[[ Input material, beginning ]]
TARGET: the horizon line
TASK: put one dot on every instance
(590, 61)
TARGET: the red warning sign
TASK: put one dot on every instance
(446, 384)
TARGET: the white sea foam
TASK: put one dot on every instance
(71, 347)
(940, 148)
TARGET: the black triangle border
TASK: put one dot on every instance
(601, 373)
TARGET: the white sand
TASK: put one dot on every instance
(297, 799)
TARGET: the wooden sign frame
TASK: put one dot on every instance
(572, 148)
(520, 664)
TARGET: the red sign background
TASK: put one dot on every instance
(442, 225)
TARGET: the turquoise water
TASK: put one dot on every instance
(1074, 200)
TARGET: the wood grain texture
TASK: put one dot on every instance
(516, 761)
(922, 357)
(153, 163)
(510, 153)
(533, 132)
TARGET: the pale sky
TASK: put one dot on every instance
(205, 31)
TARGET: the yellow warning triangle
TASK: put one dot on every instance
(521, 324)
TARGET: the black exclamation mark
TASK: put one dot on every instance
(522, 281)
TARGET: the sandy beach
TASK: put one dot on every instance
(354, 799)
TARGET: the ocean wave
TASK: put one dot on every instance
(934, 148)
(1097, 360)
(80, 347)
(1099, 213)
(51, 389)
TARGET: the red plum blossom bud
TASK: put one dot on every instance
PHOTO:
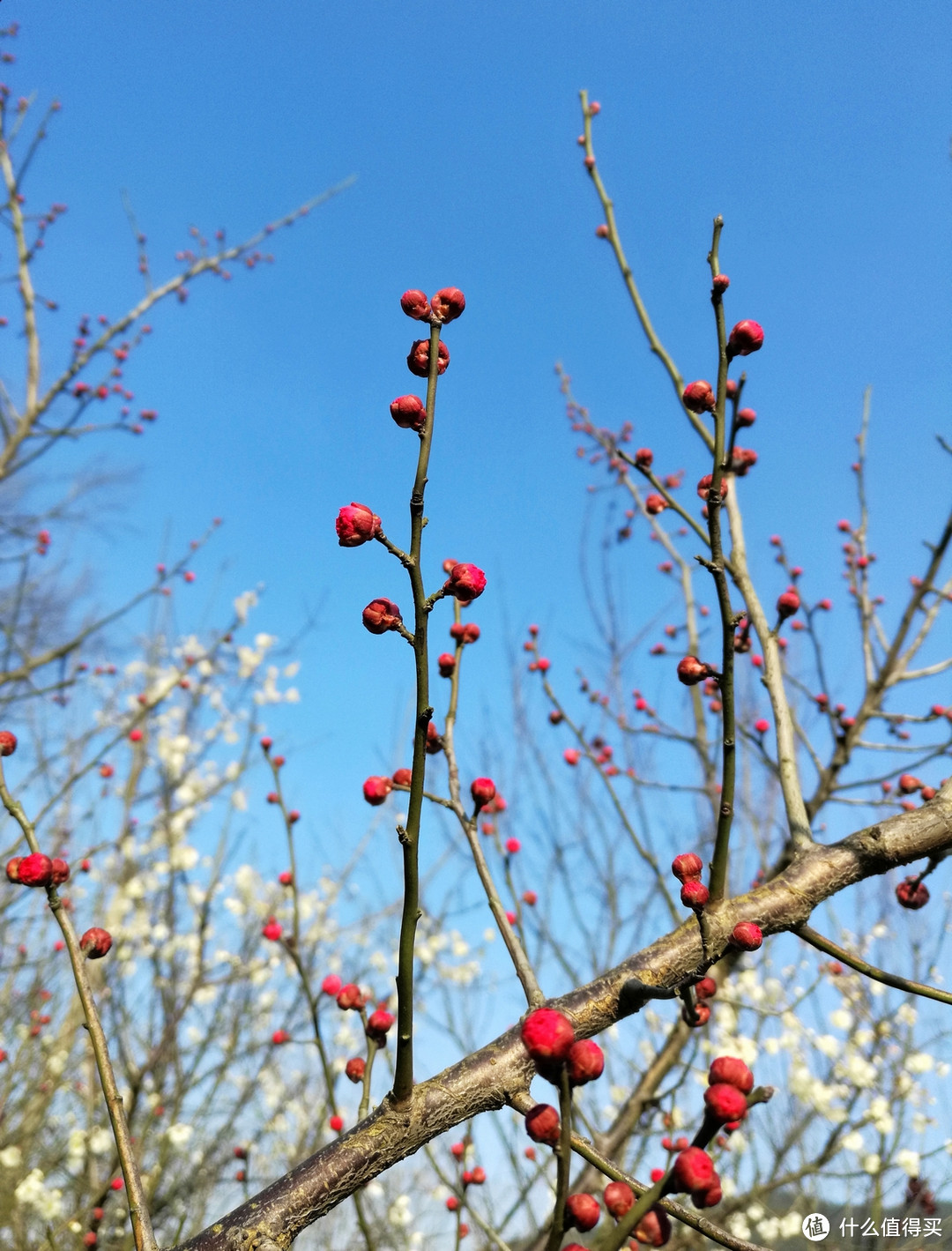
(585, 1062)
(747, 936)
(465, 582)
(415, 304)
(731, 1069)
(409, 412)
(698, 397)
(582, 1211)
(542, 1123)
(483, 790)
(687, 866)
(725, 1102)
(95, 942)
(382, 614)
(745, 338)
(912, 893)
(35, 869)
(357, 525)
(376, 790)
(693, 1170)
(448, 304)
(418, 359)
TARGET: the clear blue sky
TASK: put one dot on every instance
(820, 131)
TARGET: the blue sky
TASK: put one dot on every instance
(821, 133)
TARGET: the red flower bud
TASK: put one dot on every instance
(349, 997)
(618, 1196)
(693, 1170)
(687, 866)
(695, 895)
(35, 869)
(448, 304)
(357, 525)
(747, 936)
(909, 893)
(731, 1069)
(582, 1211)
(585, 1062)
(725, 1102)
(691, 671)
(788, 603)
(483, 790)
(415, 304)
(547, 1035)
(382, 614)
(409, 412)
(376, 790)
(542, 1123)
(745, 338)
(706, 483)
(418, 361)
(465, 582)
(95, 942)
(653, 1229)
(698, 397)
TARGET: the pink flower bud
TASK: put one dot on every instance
[[ Input material, end ]]
[[ Input material, beginning ]]
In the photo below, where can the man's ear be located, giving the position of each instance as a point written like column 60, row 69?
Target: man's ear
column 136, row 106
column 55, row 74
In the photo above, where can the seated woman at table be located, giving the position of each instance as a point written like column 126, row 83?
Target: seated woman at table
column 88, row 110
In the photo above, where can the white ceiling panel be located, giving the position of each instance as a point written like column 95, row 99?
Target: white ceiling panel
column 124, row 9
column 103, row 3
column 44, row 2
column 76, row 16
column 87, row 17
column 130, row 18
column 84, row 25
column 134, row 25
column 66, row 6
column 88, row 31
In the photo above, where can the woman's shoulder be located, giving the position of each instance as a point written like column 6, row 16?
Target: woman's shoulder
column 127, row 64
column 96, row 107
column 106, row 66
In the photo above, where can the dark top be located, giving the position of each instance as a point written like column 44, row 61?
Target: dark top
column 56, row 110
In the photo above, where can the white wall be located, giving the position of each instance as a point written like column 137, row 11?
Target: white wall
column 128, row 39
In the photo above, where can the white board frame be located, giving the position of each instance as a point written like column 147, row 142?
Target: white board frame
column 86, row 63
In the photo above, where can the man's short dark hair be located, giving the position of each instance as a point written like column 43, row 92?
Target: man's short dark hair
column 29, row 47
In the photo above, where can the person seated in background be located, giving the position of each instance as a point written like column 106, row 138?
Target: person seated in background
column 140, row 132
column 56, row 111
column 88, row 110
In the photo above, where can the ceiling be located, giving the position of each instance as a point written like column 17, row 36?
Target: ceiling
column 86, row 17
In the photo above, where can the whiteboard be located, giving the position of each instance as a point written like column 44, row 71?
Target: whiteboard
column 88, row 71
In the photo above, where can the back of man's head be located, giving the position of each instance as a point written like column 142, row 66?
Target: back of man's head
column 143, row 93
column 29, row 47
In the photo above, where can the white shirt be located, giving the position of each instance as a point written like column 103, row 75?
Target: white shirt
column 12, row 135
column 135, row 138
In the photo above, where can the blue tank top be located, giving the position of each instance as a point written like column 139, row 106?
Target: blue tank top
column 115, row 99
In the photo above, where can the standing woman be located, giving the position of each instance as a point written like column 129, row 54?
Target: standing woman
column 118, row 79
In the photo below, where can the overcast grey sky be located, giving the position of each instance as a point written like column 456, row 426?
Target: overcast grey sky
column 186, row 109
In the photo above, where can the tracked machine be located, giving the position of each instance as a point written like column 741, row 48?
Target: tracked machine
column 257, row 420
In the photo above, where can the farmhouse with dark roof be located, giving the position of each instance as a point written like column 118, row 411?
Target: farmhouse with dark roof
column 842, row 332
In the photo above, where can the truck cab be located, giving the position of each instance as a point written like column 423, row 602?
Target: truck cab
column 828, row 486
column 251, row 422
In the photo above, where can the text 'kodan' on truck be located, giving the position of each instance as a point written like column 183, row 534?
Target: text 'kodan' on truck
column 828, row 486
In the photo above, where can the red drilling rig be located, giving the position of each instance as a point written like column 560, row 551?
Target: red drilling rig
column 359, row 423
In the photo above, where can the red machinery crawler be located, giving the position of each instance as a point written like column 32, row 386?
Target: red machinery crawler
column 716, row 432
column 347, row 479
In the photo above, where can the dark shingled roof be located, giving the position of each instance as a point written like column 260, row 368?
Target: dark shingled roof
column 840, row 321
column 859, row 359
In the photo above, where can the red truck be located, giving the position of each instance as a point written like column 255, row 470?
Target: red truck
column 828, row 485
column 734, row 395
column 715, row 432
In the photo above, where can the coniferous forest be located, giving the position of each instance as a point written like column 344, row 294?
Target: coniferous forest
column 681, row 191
[[ Input material, end ]]
## What the task asks
Among the entries above, locate the lines containing "In the photo above, where can the red machinery" and "In the photo above, where can the red truck", and transcribe exactly those two lines and all lines between.

## Final answer
In the photo above, where can the red machinery crawler be located, giving the position of each instance as a point written like column 32, row 386?
Target: red machinery crawler
column 716, row 432
column 347, row 479
In the photo above, where can the dark shingled roof be located, giving the position of each instance as a point written like column 260, row 368?
Target: dark shingled roof
column 840, row 321
column 859, row 359
In the photo above, where can the red truck be located, giving the position of each instance as a point written like column 255, row 470?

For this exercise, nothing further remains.